EXTRACTED MATERIAL below:

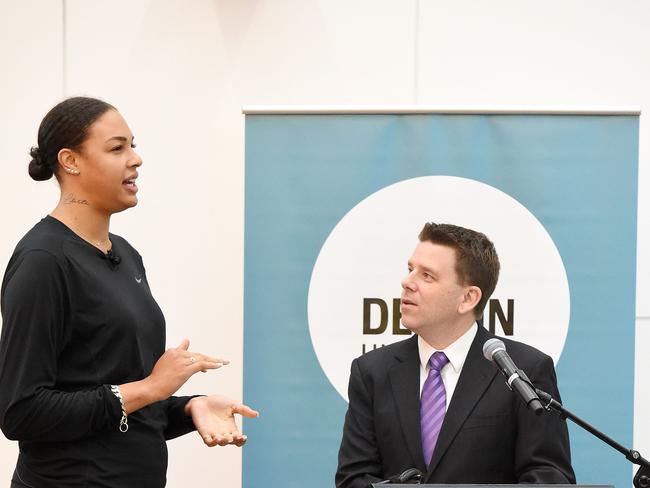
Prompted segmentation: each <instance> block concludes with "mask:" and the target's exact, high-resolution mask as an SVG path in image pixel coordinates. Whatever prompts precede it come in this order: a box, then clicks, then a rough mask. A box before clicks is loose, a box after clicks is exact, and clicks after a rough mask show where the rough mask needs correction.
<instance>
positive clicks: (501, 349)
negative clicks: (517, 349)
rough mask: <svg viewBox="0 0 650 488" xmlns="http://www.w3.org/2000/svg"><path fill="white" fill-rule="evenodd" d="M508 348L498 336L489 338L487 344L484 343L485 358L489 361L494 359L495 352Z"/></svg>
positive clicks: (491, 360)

End of EXTRACTED MATERIAL.
EXTRACTED MATERIAL below:

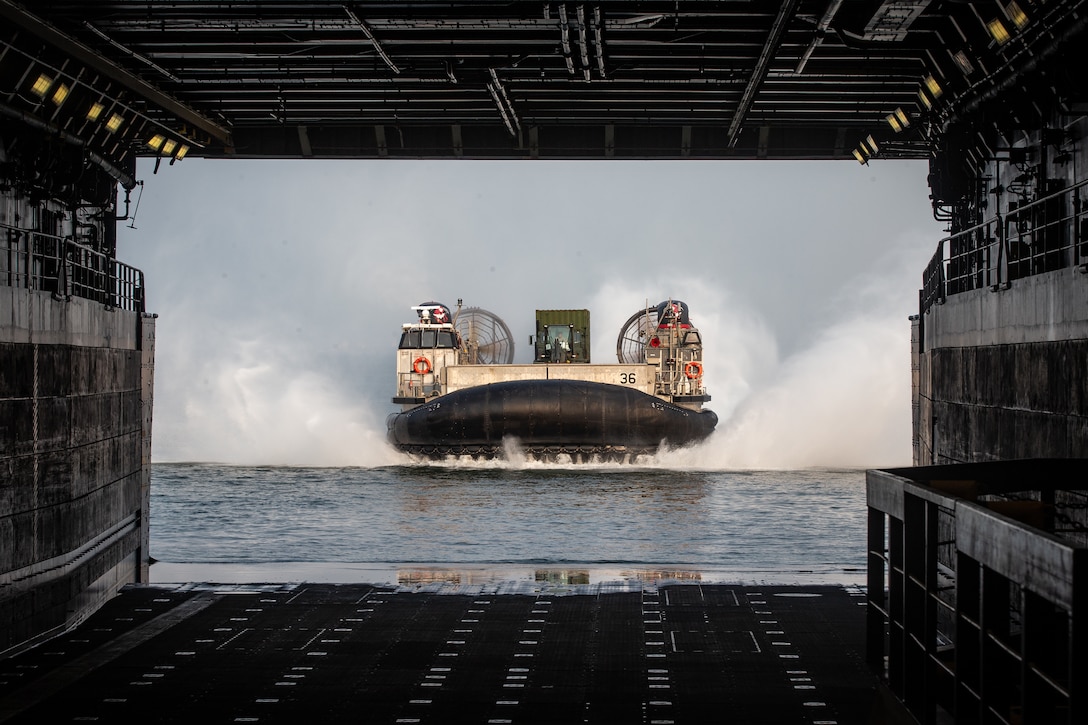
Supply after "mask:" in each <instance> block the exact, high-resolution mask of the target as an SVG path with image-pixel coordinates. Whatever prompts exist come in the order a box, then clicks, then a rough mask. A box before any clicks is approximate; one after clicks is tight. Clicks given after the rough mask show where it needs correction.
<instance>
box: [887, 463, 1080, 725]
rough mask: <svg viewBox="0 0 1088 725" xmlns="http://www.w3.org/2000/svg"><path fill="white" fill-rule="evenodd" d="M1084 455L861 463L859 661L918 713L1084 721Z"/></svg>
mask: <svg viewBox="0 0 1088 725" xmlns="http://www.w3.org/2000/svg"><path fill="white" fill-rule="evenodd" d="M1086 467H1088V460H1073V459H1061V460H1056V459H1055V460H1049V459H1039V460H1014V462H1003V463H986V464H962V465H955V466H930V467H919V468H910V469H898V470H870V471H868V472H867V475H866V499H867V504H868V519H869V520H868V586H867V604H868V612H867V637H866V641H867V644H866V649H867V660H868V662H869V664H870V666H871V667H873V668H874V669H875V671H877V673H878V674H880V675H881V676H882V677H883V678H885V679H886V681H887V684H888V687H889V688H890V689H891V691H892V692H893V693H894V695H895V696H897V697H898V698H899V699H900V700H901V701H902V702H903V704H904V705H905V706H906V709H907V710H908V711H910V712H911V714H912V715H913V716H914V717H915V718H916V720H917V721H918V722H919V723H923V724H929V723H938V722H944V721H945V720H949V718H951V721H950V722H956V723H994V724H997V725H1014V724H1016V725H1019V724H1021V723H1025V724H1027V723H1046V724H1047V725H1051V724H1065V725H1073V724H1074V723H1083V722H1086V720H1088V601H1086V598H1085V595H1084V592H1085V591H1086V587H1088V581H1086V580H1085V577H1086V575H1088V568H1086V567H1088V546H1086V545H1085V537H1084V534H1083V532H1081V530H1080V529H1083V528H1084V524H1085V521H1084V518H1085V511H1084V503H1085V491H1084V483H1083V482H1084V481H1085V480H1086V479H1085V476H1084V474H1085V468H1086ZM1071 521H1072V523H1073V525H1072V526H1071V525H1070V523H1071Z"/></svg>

End of EXTRACTED MATERIAL.
EXTRACTED MATERIAL below:

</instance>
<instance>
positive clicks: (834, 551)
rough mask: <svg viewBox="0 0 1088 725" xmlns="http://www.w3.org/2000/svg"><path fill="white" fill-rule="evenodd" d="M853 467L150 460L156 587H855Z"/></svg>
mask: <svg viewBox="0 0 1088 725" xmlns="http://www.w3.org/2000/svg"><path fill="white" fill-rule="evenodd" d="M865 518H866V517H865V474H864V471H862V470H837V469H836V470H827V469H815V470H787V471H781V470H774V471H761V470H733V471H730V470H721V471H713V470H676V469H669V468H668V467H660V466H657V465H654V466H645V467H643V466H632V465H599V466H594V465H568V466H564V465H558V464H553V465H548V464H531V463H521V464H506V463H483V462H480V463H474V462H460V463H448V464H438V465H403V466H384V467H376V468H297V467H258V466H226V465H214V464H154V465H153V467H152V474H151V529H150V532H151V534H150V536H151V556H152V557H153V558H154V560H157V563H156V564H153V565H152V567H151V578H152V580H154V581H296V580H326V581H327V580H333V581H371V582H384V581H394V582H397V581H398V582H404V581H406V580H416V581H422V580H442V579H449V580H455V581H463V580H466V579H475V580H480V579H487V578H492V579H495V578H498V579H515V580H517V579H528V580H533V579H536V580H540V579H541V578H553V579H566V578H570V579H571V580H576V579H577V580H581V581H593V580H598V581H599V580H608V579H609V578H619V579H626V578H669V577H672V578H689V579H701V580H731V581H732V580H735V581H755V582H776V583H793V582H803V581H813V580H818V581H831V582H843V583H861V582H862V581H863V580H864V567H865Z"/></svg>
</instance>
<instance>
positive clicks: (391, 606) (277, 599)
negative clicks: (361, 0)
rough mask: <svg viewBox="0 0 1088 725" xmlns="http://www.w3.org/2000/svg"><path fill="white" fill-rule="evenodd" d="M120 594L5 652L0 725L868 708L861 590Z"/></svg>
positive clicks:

End of EXTRACTED MATERIAL.

In the part of the listing that opens with the line containing "Prompted segmentation: each" and closes with the line containing "positive clicks: (491, 360)", substitute "coarse mask" for "rough mask" and reproduce those lines with nothing else altered.

Prompted segmentation: each <instance> block concludes with "mask:" and the target's exact, high-resolution mask as an SVG path in image pixel coordinates. Whatever prompts precede it come in this order: a box, then clicks, then a coarse mask. A box before clicks is loose, a box after clicks is exact, and clicks after a coarse mask show where the coarse mask needs correction.
<instance>
positive clicks: (501, 349)
negative clicks: (517, 349)
coarse mask: <svg viewBox="0 0 650 488" xmlns="http://www.w3.org/2000/svg"><path fill="white" fill-rule="evenodd" d="M508 348L498 336L489 338L487 344L484 343L485 358L489 361L494 359L495 352Z"/></svg>
positive clicks: (491, 360)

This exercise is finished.